------ DATA TO USE ------

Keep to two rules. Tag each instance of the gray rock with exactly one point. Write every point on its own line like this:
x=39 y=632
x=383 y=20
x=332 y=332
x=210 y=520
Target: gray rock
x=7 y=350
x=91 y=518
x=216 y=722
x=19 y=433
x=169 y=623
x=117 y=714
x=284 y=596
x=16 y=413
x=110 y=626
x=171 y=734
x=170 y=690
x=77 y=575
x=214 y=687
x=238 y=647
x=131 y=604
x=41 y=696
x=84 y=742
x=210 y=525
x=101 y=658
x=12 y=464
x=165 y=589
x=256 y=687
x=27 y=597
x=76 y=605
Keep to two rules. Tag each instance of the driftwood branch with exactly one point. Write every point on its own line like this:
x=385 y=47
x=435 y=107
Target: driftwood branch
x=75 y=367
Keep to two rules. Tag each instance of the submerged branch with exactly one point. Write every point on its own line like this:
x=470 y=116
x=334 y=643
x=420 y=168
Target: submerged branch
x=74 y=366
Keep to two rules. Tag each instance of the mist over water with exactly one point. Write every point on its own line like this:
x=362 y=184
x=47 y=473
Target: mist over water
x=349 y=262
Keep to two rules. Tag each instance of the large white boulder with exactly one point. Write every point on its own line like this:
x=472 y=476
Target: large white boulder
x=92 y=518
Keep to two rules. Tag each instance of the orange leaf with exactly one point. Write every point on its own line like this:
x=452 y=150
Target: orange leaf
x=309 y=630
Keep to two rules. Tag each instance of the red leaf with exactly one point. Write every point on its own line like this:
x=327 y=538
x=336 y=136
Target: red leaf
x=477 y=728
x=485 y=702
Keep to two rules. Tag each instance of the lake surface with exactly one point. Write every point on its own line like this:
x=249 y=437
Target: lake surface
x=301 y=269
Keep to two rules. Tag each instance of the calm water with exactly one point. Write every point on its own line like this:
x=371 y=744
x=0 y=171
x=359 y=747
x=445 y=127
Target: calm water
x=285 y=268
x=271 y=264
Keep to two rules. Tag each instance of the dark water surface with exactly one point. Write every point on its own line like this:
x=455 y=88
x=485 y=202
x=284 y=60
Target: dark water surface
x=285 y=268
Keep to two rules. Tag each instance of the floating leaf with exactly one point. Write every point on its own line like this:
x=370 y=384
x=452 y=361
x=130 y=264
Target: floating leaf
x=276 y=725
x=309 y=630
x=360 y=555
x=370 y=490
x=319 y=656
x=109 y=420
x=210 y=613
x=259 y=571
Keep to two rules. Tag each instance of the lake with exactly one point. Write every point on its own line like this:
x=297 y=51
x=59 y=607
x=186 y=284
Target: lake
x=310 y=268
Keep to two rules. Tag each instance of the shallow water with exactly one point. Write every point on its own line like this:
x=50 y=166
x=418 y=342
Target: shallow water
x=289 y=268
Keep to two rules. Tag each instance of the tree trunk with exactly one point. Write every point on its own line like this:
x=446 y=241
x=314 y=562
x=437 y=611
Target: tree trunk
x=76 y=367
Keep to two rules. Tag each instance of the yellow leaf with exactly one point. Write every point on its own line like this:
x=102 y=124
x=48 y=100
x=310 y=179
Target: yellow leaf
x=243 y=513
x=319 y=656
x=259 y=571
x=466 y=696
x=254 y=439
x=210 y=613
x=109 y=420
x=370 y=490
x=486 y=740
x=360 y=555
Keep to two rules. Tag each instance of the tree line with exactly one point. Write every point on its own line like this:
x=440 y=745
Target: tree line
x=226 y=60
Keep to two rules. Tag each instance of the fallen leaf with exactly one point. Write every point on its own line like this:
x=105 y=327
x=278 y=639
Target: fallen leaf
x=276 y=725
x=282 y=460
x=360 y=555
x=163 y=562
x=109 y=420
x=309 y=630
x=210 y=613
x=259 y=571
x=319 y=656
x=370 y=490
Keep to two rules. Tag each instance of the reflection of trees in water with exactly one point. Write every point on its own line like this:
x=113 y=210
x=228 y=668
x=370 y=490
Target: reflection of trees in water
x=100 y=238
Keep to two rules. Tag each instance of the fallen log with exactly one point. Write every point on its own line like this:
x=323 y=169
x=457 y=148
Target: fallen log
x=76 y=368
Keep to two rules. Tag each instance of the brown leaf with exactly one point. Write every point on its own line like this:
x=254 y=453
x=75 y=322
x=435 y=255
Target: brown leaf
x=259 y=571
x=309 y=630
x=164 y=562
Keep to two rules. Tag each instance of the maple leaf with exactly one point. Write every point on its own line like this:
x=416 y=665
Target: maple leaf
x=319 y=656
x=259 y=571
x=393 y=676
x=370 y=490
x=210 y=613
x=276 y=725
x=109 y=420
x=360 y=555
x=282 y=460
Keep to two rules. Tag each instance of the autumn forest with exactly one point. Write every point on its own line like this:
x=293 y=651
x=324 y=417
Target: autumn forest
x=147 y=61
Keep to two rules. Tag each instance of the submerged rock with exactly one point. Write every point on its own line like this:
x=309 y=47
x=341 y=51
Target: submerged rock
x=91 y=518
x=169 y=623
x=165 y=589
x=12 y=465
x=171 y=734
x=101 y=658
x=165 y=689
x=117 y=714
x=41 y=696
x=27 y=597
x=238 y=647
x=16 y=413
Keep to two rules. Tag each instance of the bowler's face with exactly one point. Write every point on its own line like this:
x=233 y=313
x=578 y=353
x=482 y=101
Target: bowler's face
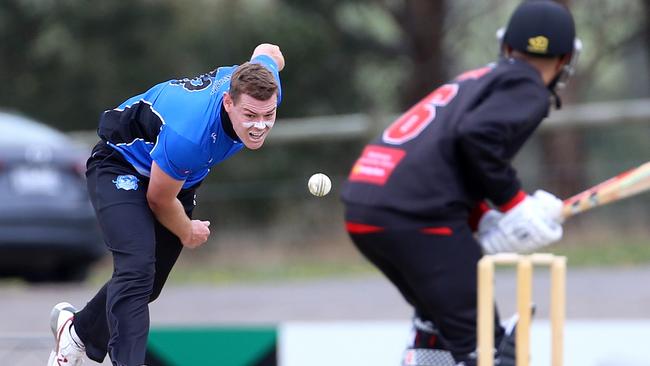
x=251 y=119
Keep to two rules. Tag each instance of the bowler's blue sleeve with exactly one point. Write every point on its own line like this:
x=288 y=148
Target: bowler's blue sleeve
x=268 y=62
x=176 y=155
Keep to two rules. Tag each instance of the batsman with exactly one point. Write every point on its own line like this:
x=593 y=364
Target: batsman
x=437 y=190
x=155 y=150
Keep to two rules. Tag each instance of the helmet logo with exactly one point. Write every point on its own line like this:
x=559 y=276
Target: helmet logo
x=537 y=44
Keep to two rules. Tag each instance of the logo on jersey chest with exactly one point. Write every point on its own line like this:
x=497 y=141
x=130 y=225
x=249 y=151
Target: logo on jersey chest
x=126 y=182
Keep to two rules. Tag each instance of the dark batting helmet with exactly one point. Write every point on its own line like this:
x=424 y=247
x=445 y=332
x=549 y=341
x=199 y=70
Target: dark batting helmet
x=541 y=28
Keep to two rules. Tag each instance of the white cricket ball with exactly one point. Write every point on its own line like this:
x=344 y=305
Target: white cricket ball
x=319 y=184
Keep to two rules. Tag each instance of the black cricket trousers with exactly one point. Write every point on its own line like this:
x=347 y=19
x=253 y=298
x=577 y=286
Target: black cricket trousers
x=435 y=271
x=116 y=320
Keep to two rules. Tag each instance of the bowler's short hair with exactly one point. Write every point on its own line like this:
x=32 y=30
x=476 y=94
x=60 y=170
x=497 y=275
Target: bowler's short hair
x=252 y=79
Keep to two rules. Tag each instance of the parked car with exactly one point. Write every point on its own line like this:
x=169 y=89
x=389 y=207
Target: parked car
x=48 y=231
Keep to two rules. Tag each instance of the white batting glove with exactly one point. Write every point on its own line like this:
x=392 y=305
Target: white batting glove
x=532 y=224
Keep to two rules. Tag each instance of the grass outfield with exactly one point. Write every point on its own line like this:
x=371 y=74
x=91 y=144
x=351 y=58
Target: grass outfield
x=221 y=264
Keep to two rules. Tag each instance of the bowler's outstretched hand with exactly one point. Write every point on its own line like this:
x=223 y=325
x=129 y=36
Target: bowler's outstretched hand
x=199 y=235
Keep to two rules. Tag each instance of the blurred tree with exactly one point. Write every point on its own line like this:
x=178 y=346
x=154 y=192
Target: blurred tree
x=66 y=61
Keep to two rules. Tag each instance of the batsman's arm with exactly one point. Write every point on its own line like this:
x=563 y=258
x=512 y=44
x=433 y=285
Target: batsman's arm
x=626 y=184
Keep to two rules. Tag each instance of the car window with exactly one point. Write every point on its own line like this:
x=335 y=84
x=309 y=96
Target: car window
x=16 y=129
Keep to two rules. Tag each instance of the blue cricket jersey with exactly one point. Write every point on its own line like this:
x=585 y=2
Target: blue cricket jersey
x=180 y=124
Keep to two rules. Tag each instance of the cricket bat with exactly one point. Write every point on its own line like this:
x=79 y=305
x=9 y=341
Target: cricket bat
x=626 y=184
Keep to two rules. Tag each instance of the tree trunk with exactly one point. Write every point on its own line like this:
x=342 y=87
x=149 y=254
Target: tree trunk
x=422 y=22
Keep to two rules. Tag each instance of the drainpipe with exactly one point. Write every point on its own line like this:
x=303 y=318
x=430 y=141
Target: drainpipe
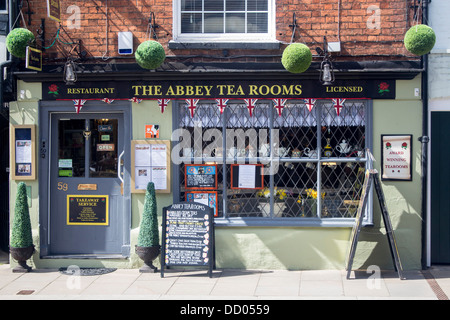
x=424 y=139
x=12 y=9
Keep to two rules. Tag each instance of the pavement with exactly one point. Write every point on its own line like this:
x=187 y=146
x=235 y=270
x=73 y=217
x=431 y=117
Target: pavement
x=226 y=284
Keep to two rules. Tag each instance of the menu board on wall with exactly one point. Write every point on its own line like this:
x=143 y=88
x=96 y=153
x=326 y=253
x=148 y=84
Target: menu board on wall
x=23 y=164
x=188 y=236
x=151 y=163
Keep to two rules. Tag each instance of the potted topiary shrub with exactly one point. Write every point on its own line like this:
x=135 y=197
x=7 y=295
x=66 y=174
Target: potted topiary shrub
x=18 y=40
x=419 y=39
x=148 y=247
x=296 y=58
x=150 y=54
x=21 y=244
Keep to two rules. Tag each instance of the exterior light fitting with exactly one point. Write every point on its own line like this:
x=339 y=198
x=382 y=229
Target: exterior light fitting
x=70 y=76
x=326 y=72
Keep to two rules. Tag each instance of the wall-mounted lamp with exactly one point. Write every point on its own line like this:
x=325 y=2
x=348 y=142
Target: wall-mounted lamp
x=326 y=72
x=70 y=75
x=326 y=67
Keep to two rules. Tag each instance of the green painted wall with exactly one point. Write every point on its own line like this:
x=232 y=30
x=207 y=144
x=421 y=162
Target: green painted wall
x=279 y=247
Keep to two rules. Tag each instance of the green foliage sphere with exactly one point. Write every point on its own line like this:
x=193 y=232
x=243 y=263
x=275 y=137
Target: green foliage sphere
x=148 y=232
x=18 y=40
x=296 y=58
x=150 y=54
x=419 y=39
x=21 y=236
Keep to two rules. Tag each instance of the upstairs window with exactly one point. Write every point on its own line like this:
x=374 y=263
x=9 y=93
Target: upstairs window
x=236 y=20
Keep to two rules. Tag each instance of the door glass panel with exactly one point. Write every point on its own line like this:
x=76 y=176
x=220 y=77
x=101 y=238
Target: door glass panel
x=71 y=148
x=103 y=147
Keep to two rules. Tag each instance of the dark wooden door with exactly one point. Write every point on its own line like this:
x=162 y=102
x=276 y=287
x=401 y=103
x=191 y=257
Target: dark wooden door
x=440 y=187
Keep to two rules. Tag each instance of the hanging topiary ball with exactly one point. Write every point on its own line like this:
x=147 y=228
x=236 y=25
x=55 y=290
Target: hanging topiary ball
x=420 y=39
x=18 y=40
x=296 y=58
x=150 y=54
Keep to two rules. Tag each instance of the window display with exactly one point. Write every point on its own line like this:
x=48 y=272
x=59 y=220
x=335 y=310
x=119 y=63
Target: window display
x=313 y=159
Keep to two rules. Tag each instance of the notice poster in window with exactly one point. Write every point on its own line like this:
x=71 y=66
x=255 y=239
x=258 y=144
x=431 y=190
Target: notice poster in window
x=150 y=162
x=396 y=157
x=202 y=176
x=23 y=153
x=247 y=176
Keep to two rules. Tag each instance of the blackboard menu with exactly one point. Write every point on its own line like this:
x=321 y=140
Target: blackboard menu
x=87 y=210
x=200 y=177
x=188 y=235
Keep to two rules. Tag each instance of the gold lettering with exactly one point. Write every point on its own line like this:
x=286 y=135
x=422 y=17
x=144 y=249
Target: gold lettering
x=221 y=87
x=189 y=90
x=208 y=90
x=253 y=90
x=180 y=90
x=136 y=90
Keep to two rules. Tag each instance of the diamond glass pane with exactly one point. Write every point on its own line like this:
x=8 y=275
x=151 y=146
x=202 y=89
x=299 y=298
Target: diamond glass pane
x=307 y=182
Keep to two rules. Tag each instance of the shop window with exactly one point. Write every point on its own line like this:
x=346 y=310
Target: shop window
x=314 y=161
x=228 y=20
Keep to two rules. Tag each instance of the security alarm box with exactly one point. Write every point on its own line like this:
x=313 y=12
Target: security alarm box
x=125 y=42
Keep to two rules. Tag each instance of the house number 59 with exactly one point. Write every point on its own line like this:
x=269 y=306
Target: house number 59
x=62 y=186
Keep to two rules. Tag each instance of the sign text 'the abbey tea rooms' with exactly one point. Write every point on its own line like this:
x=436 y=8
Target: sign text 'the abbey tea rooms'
x=177 y=89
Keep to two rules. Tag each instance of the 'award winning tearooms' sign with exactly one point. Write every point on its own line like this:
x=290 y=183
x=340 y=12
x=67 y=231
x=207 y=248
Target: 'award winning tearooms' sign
x=396 y=159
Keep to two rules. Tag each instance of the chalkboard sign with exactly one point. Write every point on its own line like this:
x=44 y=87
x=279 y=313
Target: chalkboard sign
x=188 y=236
x=371 y=176
x=201 y=176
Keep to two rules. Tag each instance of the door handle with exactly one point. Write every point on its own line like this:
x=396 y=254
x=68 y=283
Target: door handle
x=119 y=167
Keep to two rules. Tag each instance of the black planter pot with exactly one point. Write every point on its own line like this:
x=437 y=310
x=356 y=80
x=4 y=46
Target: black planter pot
x=148 y=254
x=21 y=255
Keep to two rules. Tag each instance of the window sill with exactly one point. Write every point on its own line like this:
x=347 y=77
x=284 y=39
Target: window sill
x=287 y=222
x=189 y=44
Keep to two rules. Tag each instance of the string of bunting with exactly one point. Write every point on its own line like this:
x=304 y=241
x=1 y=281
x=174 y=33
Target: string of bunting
x=279 y=104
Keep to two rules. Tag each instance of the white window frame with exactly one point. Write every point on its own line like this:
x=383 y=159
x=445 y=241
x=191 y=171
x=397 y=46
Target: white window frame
x=223 y=37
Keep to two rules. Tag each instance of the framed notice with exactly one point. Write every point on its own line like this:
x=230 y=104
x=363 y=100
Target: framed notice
x=23 y=155
x=208 y=198
x=396 y=153
x=150 y=160
x=33 y=59
x=53 y=10
x=88 y=210
x=247 y=176
x=200 y=176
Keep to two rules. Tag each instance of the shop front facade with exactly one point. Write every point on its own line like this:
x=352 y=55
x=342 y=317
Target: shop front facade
x=288 y=157
x=279 y=156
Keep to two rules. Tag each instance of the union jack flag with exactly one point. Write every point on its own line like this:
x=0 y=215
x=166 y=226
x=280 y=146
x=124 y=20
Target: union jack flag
x=338 y=105
x=135 y=100
x=108 y=101
x=251 y=104
x=279 y=105
x=192 y=104
x=163 y=104
x=222 y=104
x=78 y=104
x=310 y=103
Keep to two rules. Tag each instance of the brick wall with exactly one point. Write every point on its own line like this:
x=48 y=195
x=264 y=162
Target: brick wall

------

## YOUR TASK
Shift the coordinates in the lines that begin at the line containing "Keep to two rules. Tag each instance of the yellow" and stop after the line containing "x=164 y=562". Write out every line in that span, adding -105 to each x and y value in the points listed after each "Target:" line and leaving all other lines unchanged.

## THE RESPONSE
Keep to two rules. Tag each instance of the yellow leaf with exactly one point. Write every point on its own line like this:
x=102 y=124
x=48 y=100
x=310 y=179
Target: yellow leaf
x=138 y=408
x=214 y=551
x=154 y=466
x=361 y=591
x=149 y=334
x=105 y=508
x=4 y=315
x=265 y=385
x=381 y=635
x=255 y=450
Keep to two rules. Tag each instance of the tree line with exactly one point. Write every point on its own line like this:
x=440 y=745
Target: tree line
x=121 y=-45
Keep to two rules. Tag each instance of the fallen leaf with exactly one point. Write every point on its own line like this:
x=105 y=327
x=278 y=639
Target: fallen leaf
x=171 y=620
x=177 y=355
x=255 y=450
x=58 y=457
x=4 y=315
x=204 y=525
x=105 y=508
x=154 y=466
x=214 y=551
x=265 y=385
Keep to two rules. Tag each instance of the reflection of trees in water with exactly one point. Write every point on its own line like this:
x=113 y=210
x=228 y=668
x=370 y=490
Target: reflection of trees in water
x=-5 y=133
Keep to two rules. Tag each instance of the fallen log with exactly one point. Write every point on its own line like this:
x=323 y=169
x=457 y=148
Target: fallen log
x=-29 y=263
Keep to two rules. Tag each instance of the brown leaf with exactly one point. Write every point on its own line like this:
x=254 y=453
x=75 y=322
x=435 y=255
Target: brown leaf
x=154 y=466
x=204 y=525
x=59 y=457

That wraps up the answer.